WHAT YOU NEED TO DO: Look through the data below and extract, unchanged, the lines from the one that contains "point(186, 612)" to the one that contains "point(748, 639)", both included.

DATA FOR THIS TASK:

════════

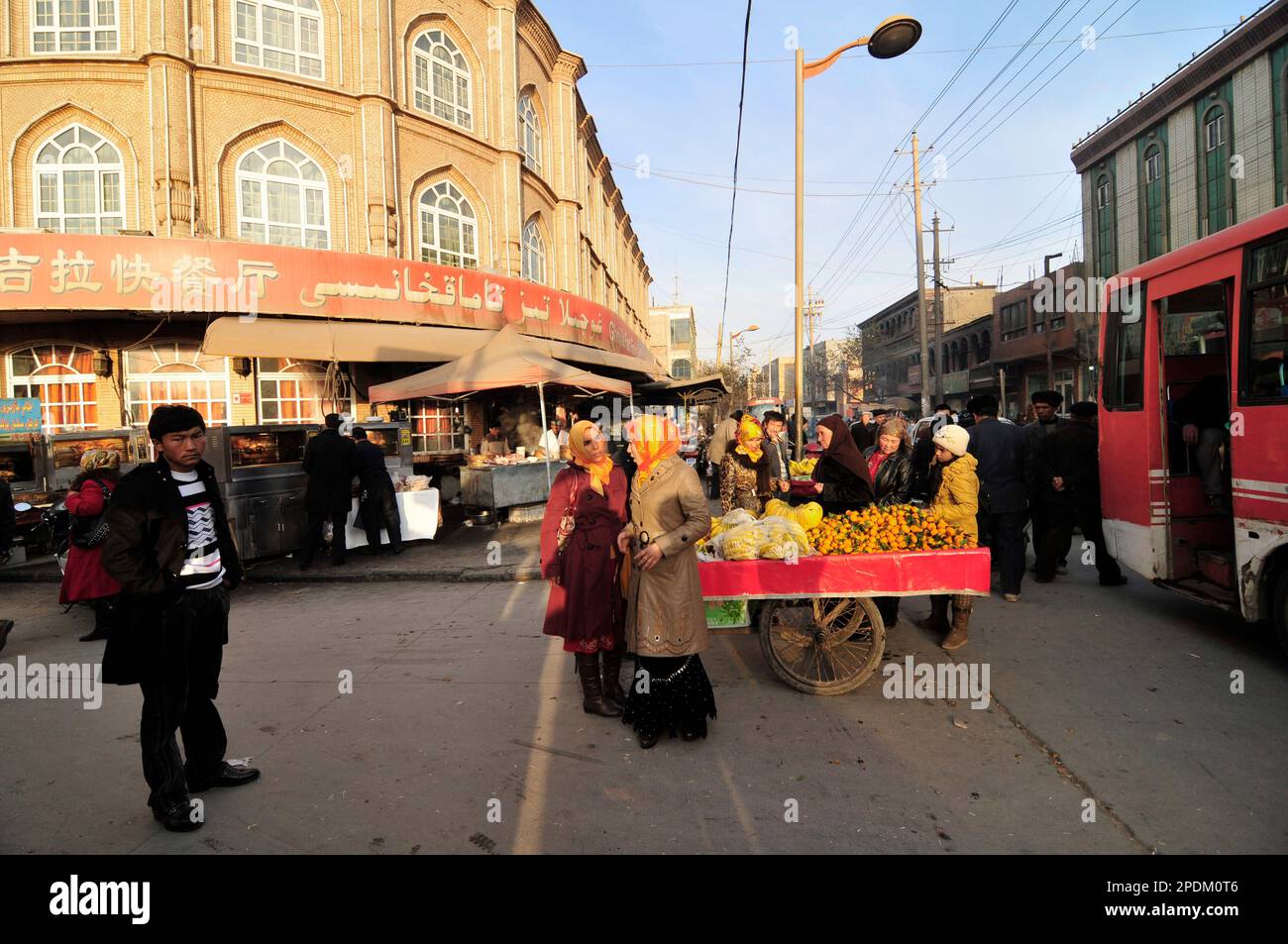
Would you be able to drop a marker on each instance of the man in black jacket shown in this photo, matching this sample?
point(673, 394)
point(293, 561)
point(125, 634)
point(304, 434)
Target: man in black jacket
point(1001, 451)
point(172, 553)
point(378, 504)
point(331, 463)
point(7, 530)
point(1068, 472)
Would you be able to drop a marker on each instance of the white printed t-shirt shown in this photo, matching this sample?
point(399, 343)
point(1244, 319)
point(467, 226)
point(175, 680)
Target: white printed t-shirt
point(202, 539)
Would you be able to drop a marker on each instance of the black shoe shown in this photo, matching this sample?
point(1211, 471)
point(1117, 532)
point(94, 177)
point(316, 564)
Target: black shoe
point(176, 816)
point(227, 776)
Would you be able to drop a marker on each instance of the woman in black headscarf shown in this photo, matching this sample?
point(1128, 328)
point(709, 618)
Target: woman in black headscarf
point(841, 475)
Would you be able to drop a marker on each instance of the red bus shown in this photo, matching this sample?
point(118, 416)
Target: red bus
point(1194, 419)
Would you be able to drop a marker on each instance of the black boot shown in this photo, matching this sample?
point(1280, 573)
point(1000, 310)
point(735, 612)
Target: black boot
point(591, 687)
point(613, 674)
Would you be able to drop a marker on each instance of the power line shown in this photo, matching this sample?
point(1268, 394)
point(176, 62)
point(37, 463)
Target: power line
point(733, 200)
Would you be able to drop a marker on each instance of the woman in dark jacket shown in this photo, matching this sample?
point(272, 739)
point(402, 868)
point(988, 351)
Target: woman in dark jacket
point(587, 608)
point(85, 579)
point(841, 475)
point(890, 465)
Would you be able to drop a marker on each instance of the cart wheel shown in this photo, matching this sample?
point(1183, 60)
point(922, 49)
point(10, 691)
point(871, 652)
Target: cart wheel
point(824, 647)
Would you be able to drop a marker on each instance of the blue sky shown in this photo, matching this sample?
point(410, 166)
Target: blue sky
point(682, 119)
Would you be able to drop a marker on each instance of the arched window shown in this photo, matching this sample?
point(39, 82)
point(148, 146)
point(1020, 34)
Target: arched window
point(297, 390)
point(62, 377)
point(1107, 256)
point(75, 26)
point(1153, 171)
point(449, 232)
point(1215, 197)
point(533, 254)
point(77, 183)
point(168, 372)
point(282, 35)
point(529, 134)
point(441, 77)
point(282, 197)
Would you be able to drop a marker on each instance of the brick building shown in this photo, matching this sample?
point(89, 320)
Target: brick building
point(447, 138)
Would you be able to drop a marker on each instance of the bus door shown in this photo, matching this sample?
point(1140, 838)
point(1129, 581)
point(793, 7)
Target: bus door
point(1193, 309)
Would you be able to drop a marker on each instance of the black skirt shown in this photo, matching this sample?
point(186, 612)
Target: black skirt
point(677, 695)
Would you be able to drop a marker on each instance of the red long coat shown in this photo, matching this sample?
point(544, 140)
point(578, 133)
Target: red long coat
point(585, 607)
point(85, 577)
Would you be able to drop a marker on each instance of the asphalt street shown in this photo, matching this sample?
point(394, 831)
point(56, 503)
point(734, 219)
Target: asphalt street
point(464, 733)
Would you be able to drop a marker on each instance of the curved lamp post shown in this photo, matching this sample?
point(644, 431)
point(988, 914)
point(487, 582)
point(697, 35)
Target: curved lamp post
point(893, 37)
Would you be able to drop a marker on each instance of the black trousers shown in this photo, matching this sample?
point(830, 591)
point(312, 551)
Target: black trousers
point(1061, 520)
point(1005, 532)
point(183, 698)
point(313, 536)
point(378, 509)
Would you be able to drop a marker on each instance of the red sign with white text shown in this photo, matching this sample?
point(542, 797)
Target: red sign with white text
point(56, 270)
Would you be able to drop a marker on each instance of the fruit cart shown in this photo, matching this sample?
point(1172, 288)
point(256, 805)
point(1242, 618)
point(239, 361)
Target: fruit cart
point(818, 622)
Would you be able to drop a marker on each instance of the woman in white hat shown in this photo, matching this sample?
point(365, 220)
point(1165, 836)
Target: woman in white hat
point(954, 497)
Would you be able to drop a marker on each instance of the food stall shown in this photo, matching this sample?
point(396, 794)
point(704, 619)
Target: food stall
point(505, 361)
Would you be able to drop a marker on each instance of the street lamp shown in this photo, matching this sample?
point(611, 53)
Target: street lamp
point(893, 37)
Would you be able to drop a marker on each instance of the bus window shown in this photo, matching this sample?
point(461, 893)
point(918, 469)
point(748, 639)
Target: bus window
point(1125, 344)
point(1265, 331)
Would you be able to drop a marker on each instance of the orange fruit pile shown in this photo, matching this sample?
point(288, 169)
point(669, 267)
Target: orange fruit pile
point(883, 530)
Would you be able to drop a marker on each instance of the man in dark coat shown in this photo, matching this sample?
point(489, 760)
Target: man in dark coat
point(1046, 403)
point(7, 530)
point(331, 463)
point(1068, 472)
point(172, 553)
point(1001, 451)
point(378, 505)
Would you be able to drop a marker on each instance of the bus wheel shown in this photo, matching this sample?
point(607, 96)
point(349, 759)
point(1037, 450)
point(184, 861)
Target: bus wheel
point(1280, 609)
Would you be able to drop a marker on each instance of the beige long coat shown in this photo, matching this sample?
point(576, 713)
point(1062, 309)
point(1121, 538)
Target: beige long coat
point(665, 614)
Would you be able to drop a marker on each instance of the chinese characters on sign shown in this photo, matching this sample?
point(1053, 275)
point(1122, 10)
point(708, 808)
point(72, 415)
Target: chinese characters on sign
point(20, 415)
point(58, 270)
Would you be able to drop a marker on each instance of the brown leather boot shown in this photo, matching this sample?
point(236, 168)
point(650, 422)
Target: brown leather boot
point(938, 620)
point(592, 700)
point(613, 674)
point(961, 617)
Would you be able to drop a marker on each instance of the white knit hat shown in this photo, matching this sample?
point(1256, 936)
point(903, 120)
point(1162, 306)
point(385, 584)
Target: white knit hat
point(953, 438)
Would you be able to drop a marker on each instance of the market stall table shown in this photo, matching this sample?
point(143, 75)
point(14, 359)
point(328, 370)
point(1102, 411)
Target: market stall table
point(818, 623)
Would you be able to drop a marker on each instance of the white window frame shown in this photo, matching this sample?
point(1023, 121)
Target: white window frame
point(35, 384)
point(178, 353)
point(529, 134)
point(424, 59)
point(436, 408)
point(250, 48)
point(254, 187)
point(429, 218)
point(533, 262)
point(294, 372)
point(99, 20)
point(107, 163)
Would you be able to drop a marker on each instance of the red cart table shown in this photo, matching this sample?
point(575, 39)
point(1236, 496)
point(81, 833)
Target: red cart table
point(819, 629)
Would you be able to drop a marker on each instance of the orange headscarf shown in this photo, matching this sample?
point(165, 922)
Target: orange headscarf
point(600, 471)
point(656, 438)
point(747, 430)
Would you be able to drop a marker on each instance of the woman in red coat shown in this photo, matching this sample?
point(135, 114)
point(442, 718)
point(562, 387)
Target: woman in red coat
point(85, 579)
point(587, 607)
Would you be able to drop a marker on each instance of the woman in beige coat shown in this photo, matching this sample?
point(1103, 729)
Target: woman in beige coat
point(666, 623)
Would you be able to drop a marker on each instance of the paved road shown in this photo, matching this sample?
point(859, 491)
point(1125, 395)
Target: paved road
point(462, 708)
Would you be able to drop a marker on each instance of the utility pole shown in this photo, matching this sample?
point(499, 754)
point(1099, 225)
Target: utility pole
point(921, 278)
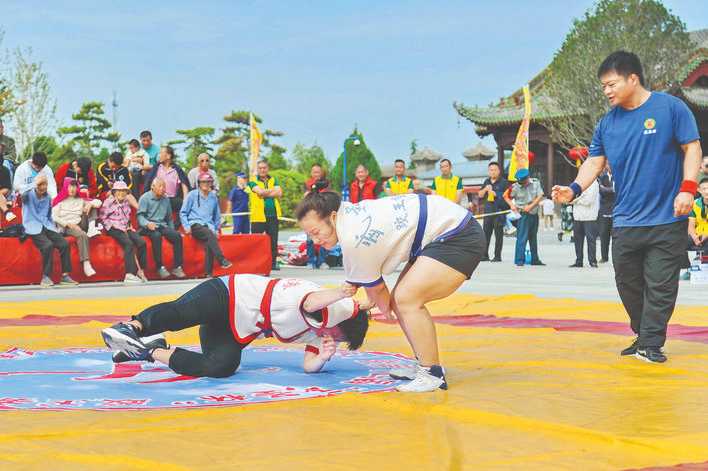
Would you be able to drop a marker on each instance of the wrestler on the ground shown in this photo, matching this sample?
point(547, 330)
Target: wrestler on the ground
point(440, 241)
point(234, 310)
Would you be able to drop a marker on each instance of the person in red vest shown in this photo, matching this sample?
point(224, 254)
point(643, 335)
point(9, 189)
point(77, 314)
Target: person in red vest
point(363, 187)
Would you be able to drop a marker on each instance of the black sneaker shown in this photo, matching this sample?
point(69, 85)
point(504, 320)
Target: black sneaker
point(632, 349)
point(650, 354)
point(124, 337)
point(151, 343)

════════

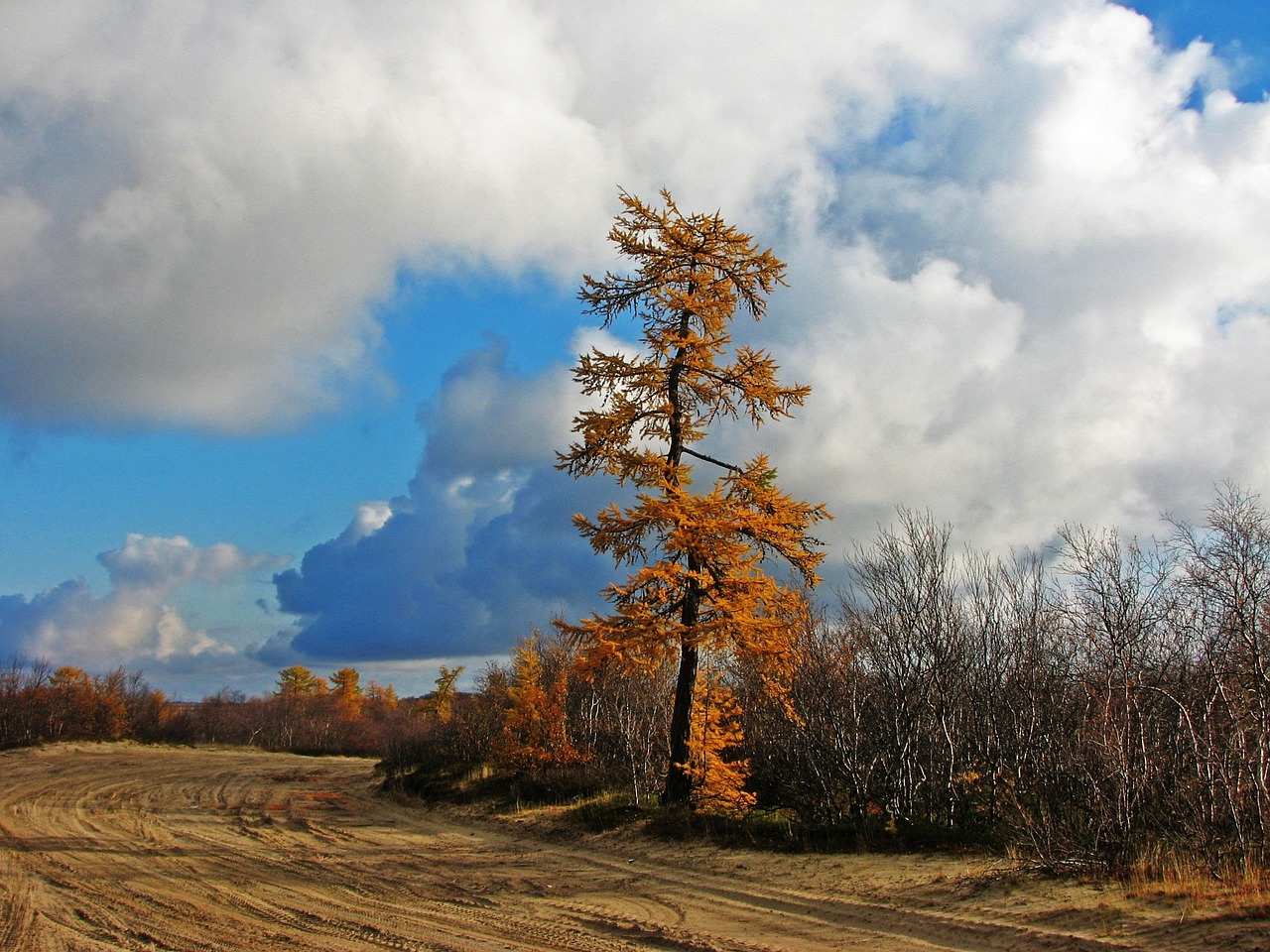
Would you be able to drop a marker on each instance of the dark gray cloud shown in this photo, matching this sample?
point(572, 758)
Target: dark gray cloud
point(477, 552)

════════

ANSWER SPACE:
point(186, 612)
Target: black skirt
point(677, 695)
Would you be able to drop a marker on each instance of the red long coat shown in this photo, matching this sample?
point(544, 140)
point(578, 133)
Target: red long coat
point(585, 607)
point(85, 577)
Would you be able to drop a marker on each instance of the asphalt street shown in this photo, matching this sample?
point(394, 831)
point(56, 503)
point(734, 219)
Target: asphalt street
point(464, 733)
Would you be able to drop a marker on each instance of the curved lamp post shown in this photo, matching this sample?
point(644, 431)
point(988, 914)
point(487, 582)
point(697, 35)
Target: curved lamp post
point(893, 37)
Would you be able to drop a marker on each instance of the black trousers shown in this photo, matching this sample?
point(830, 591)
point(312, 551)
Target: black trousers
point(1061, 520)
point(1005, 532)
point(183, 698)
point(313, 536)
point(378, 509)
Would you be able to drop a marker on each instance of the red sign with white text shown in this photo, matching this sample?
point(542, 797)
Target: red sign with white text
point(56, 270)
Would you be able to drop a marker on each instance of the fruit cart shown in this photo, matching this sample?
point(1172, 288)
point(256, 805)
point(1242, 618)
point(239, 361)
Target: fruit cart
point(818, 622)
Would you be able to drop a marker on each instance of the woman in white hat shown in this photo, matching this sample?
point(365, 220)
point(1165, 836)
Target: woman in white hat
point(954, 497)
Would you be able to drop a marker on each instance of the food stall shown in this photo, matching this sample?
point(396, 794)
point(704, 619)
Target: food stall
point(505, 361)
Would you be able to drop a marker on each instance of the street lamp shown in this photo, matching this sample?
point(611, 53)
Target: street lamp
point(893, 37)
Would you be able to drop a marker on each instance of the bus window shown in this photo, matching this sample?
point(461, 893)
point(918, 469)
point(748, 639)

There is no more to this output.